— START OF SOURCE —

Sorry, I wouldn't buy. Unfortunately, I can't even decide whether it's a pottery jar with a wreath around it, or what, but others seem to have decided it's a beaded necklace, or collar.


----------



## mekamper (Apr 13, 2011)

What is it?


----------



## Lenaki (Jul 3, 2011)

No, but then again maybe with the right outfit and a bulging wallet.


----------



## Lenaki (Jul 3, 2011)

No, but then again maybe with the right outfit and a bulging wallet.


----------



## MrsMurdog (Apr 16, 2013)

Well, having made a couple of beaded items with larger beads, I can appreciate that there is more than $450 worth of worth of time, materials and creativity in the piece. I think in the appropriate up-scale art loft or fashion boutique, it would definitely sell for that amount. I, however, am a bargain hunter and although I might have an impulse to spend the funds to buy the beads to make one for myself as artwork, I would never buy a completed item as I would have no place to wear it.


----------



## susandkline (Oct 26, 2015)

Why not keep it for yourself and if you are fortunate enough to come across someone willing to pay your asking price, then sell it.


----------



## hairygrandma (Apr 13, 2015)

It is definitely unique. Unfortunately, I don’t have the means or would I spend that much on a necklace that wasn’t 14k gold.


----------



## CindyAM (Sep 23, 2013)

No. It is very pretty but I wouldn’t spend that kind of money on it.


----------



## jeanne63 (Mar 14, 2014)

No, sorry. I know your time is valuable, but no. Gooooooood luck!


----------



## Goodshepfarm (Jul 20, 2014)

I happen to think it is stunning!!
I once made a shawl of handspun yarn that was gorgeous but I had to charge a bit for my work. It took about a year but I finally found the customer. I’m confident you will too.


----------



## shoah (Dec 29, 2012)

Ive made this kind of jewelry. Sold some pieces in galleries. Your piece is beautiful and easily worth the money if one considers the design and the time involved.


----------



## star_stitcher5 (Oct 28, 2013)

— END OF SOURCE —
— START OF DATA SHOWN —

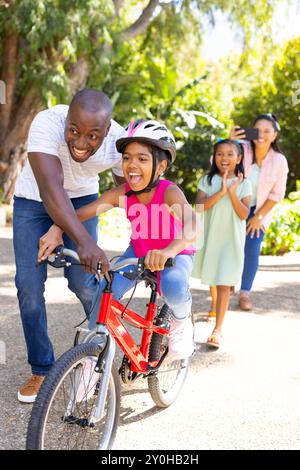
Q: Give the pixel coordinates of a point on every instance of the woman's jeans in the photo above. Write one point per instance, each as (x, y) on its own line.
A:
(252, 252)
(30, 222)
(174, 286)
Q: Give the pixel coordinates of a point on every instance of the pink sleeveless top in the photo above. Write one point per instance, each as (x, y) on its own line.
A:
(152, 225)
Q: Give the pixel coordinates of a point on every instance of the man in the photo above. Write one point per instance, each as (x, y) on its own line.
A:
(67, 147)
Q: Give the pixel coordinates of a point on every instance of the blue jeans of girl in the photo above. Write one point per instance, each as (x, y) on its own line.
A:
(30, 222)
(252, 252)
(174, 285)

— END OF DATA SHOWN —

= SET TASKS =
[1] Lay out as a numbered list the lines of the records from the line containing "of the blue" up to and including the last line of the records, omitting any blank lines.
[2] Proceed with the forum thread about buying the beaded necklace, continuing from where it stops.

= WRITTEN RESPONSES =
[1]
1. Q: Give the pixel coordinates of a point on every instance of the blue jeans of girl in the photo above. Write one point per instance, each as (x, y) on its own line.
2. A:
3. (30, 222)
4. (252, 252)
5. (174, 285)

[2]
That is gorgeous!! I don't think it's a necklace, but rather a wrap. Is that correct? Sadly I can't afford to pay for such a specialized item BUT I would be going on Facebook and Twitter and start following the Hollywood set....get some friendly chat time in and after a time, take some GOOD pictures in day lighting, from different angles and then post the picture on those pages and see what happens. I can imagine something like this being worn at awards shows such as the Oscars etc. Good Luck!!


----------



## KateLyn11 (Jul 19, 2014)

It is absolutely gorgeous and I can tell it involves an incredible amount of work. But no I would not spend that kind of money on it. Honestly, if I had that kind of money to blow on something I would rarely wear, I would, instead, spend the money on the spinning wheel I’ve been lusting after. I am trying to get rid of “stuff” not get more. And with that in mind, I probably won’t be able to talk myself into the spinning wheel I want.


----------



## Only wool (Feb 13, 2017)

I'm sure that $450.00 wouldn't give you very much for your time. There have been posts about receiving very little for time involved in most handcrafts. That's why I only knit for those I love. It is beautiful and well designed but there are few people (maybe celebs that have a place to wear it) that would buy it. As others have posted, maybe a museum gift shop or high end boutique would be the places to try.


----------



## 59891 (Apr 18, 2012)

What is it? And "no".!!


----------



## Dottie Kon (Mar 29, 2012)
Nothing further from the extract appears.